__What to do__
Scan the records for lines with the string "each". Say how many there are, and add nothing.
--- Recorded data Enclosed Below ---
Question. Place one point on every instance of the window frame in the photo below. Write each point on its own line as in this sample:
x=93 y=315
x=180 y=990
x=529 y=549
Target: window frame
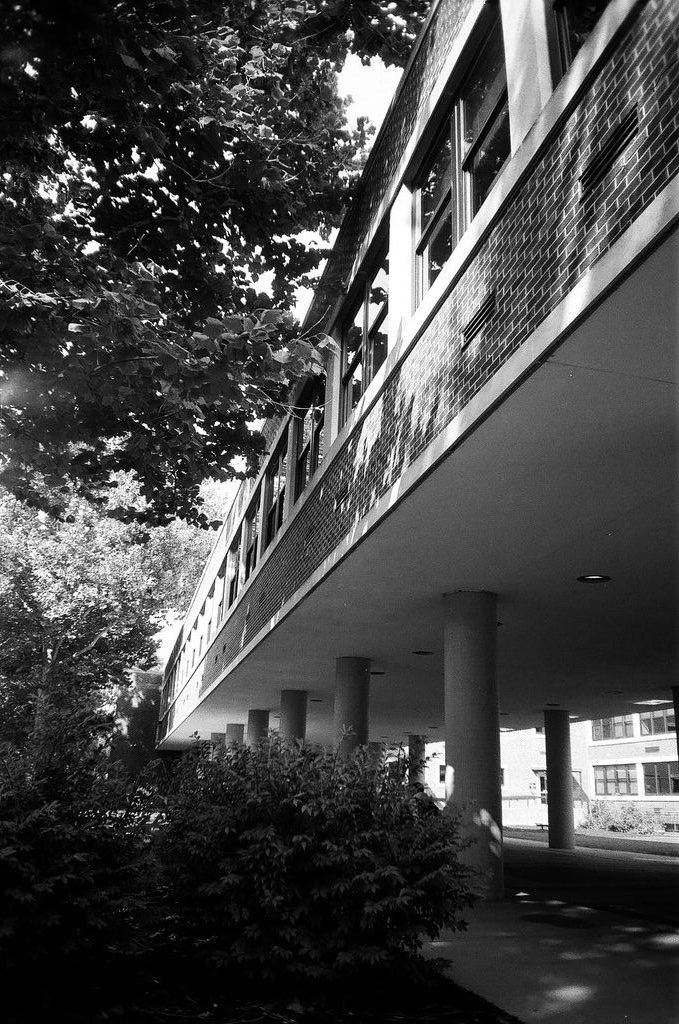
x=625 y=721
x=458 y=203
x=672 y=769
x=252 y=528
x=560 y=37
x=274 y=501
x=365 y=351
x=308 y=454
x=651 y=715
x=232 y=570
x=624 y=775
--- End of Enclosed Recorded data ---
--- Recorded data Enclosed Below ---
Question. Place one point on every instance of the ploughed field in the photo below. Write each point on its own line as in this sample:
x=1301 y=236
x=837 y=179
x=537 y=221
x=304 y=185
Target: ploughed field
--- End of Enclosed Recorded data ---
__Solution__
2